### Problem description
Rewrite the records below, starting with the line that contains "of the coat" and continuing through the end of the records, keeping every request line. Multiply each point coordinate in the answers by 2.3 and round to the nearest whole number, with halves rounded up.

Dataset excerpts on object pointing:
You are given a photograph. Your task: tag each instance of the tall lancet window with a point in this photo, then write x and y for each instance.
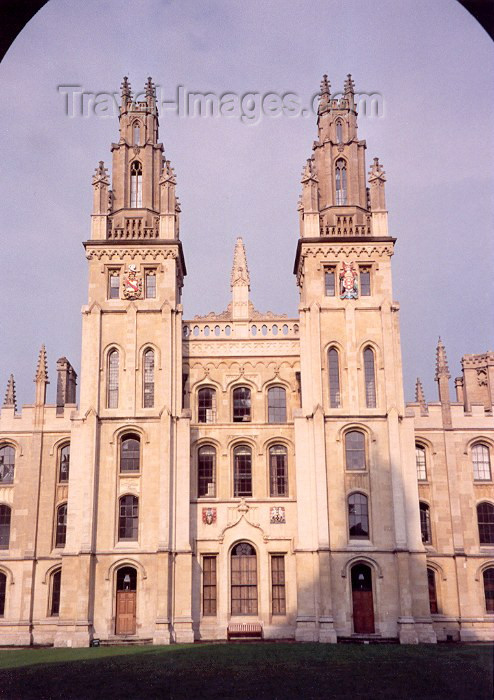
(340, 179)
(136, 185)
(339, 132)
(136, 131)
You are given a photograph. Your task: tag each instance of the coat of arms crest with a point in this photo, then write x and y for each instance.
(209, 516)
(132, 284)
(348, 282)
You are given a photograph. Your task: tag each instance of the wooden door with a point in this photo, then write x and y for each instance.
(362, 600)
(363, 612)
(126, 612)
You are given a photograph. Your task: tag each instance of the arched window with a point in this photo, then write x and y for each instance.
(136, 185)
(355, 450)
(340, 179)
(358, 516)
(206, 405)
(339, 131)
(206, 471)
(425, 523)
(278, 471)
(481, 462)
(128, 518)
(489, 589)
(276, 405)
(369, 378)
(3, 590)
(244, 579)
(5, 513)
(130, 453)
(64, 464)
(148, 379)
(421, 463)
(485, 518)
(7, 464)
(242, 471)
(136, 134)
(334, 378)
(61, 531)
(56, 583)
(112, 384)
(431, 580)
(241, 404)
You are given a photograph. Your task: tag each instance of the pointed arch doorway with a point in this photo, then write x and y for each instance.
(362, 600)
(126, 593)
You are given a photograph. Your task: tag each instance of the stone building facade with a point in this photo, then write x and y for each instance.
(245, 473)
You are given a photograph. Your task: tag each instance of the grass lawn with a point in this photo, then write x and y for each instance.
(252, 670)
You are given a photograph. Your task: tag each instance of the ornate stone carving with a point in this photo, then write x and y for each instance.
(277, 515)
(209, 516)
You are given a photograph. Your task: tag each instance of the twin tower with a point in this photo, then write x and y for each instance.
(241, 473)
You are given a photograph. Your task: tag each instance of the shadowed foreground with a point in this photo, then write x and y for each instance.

### Written reply
You are given a photograph. Your task: tag each instance of the coat of arms crest with a point in this photo, then write x and y for each instance.
(481, 1187)
(304, 653)
(800, 649)
You are given a photograph. Your task: tag each instance of the wooden door with a point in this photo, then write x and y for each instance.
(833, 1380)
(835, 1408)
(290, 1408)
You are given a photograph. Your task: tag each instance of the arched window with a point in this photo, then write x and y for each instance.
(313, 426)
(817, 1035)
(782, 412)
(823, 1187)
(474, 932)
(780, 301)
(474, 1083)
(978, 1203)
(639, 1083)
(1106, 1063)
(294, 1191)
(1125, 1355)
(635, 932)
(849, 869)
(7, 1357)
(561, 1332)
(12, 1180)
(299, 1042)
(147, 1067)
(340, 872)
(968, 1065)
(1116, 1191)
(16, 1067)
(557, 1083)
(313, 308)
(768, 869)
(140, 1221)
(129, 1341)
(258, 883)
(991, 1334)
(554, 929)
You are given a photograph. Your task: tag each instance of the pointed arch doorway with a point in this photo, then write x and y for each instance.
(833, 1380)
(290, 1364)
You are given a photograph. Your task: tag each instance of the stone building facade with a point in this photo, then write x and y for each instance.
(564, 1088)
You are given a photograph. Your task: tag each instance of the grass lawn with a point in this photo, then write x and y for each instance.
(580, 1541)
You are given a photograph. Your task: tag each instance of the ornate stone carving with a point in this photo, then write x and y for each instance.
(637, 1185)
(481, 1187)
You are given a photograph. Your task: tag each instance of the twin tower with a point in this photo, then write x and y for each instance.
(554, 1088)
You are given a photograph. Your task: tag each instance of the shadowed foreground with a point in this photo, then write x and y for each instance.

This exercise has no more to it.